**DOCUMENT EXTRACT**
┌────────

Skip to content

Common Library

The verity-common package (libs/verity-common/) provides shared utilities used by every service in the Verity platform. It centralises configuration management, database access, Kafka messaging, Prometheus metrics, structured logging, and event schemas.

Module Overview

graph LR
    subgraph verity-common
        CONFIG["config.py<br/><i>VerityConfig</i>"]
        DB["database.py<br/><i>Async SQLAlchemy</i>"]
        KAFKA["kafka.py<br/><i>Producer / Consumer</i>"]
        METRICS["metrics.py<br/><i>Prometheus Counters</i>"]
        LOGGING["logging.py<br/><i>structlog JSON</i>"]
        SCHEMAS["schemas.py<br/><i>Kafka Event Schemas</i>"]
        MODELS["models.py<br/><i>Domain Models</i>"]
    end

    CONFIG --> DB
    CONFIG --> KAFKA
    SERVICES["All Services"] --> CONFIG
    SERVICES --> DB
    SERVICES --> KAFKA
    SERVICES --> METRICS
    SERVICES --> LOGGING
    SERVICES --> SCHEMAS
    SERVICES --> MODELS

    style CONFIG fill:#7c3aed,color:#fff
    style DB fill:#7c3aed,color:#fff
    style KAFKA fill:#7c3aed,color:#fff
    style METRICS fill:#7c3aed,color:#fff
    style LOGGING fill:#7c3aed,color:#fff
    style SCHEMAS fill:#7c3aed,color:#fff
    style MODELS fill:#7c3aed,color:#fff

config.py — Configuration

Aggregated settings for the entire platform, powered by pydantic-settings.

VerityConfig

Top-level configuration that composes sub-configs:

from pydantic_settings import BaseSettings

class VerityConfig(BaseSettings):
    model_config = {"env_prefix": "VERITY_"}

    db: DatabaseSettings = DatabaseSettings()
    kafka: KafkaSettings = KafkaSettings()

    redis_url: str = "redis://localhost:6379/0"
    temporal_host: str = "localhost:7233"
    temporal_namespace: str = "verity"

    azure_tenant_id: Optional[str] = None
    azure_client_id: Optional[str] = None

DatabaseSettings

Defined in database.py, env prefix DB_:

Environment Variable Field Default
DB_HOST host localhost
DB_PORT port 5432
DB_USER user verity
DB_PASSWORD password verity
DB_DATABASE database verity
DB_MIN_POOL min_pool 2
DB_MAX_POOL max_pool 10

Provides a url property that generates the async connection string:

postgresql+asyncpg://{user}:{password}@{host}:{port}/{database}

KafkaSettings

Defined in kafka.py, env prefix KAFKA_:

Environment Variable Field Default
KAFKA_BOOTSTRAP_SERVERS bootstrap_servers localhost:9092
KAFKA_SECURITY_PROTOCOL security_protocol PLAINTEXT
KAFKA_SASL_MECHANISM sasl_mechanism None
KAFKA_SASL_USERNAME sasl_username None
KAFKA_SASL_PASSWORD sasl_password None

RedisSettings

Configured via the top-level VerityConfig.redis_url string. In production, this points to Azure Cache for Redis with TLS:

rediss://verity-prod-redis.redis.cache.windows.net:6380

database.py — Async SQLAlchemy

Provides async database engine and session management using SQLAlchemy's async API with asyncpg.

Functions

create_async_engine(settings: DatabaseSettings) -> AsyncEngine

Creates and returns a SQLAlchemy async engine:

from verity_common.database import create_async_engine, DatabaseSettings

settings = DatabaseSettings()

└────────

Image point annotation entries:
┌────────

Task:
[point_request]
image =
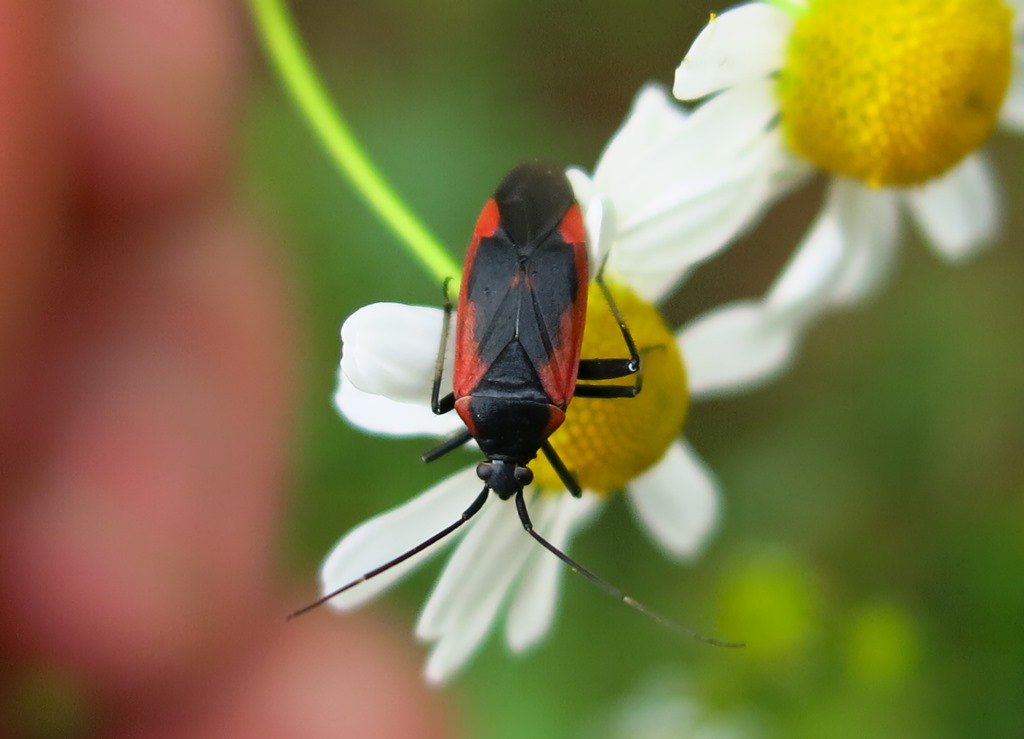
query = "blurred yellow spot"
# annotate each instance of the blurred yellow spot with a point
(606, 443)
(894, 92)
(883, 646)
(770, 600)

└────────

**CHALLENGES**
#1 Name every environment variable that the Common Library page gives for KafkaSettings.
#2 Transcribe the Common Library page, starting at the words "Skip to content" and ending after "and event schemas.".
This listing has no connection to the Common Library page.

**RESULTS BY TASK**
#1 KAFKA_BOOTSTRAP_SERVERS, KAFKA_SECURITY_PROTOCOL, KAFKA_SASL_MECHANISM, KAFKA_SASL_USERNAME, KAFKA_SASL_PASSWORD

#2
Skip to content

Common Library

The verity-common package (libs/verity-common/) provides shared utilities used by every service in the Verity platform. It centralises configuration management, database access, Kafka messaging, Prometheus metrics, structured logging, and event schemas.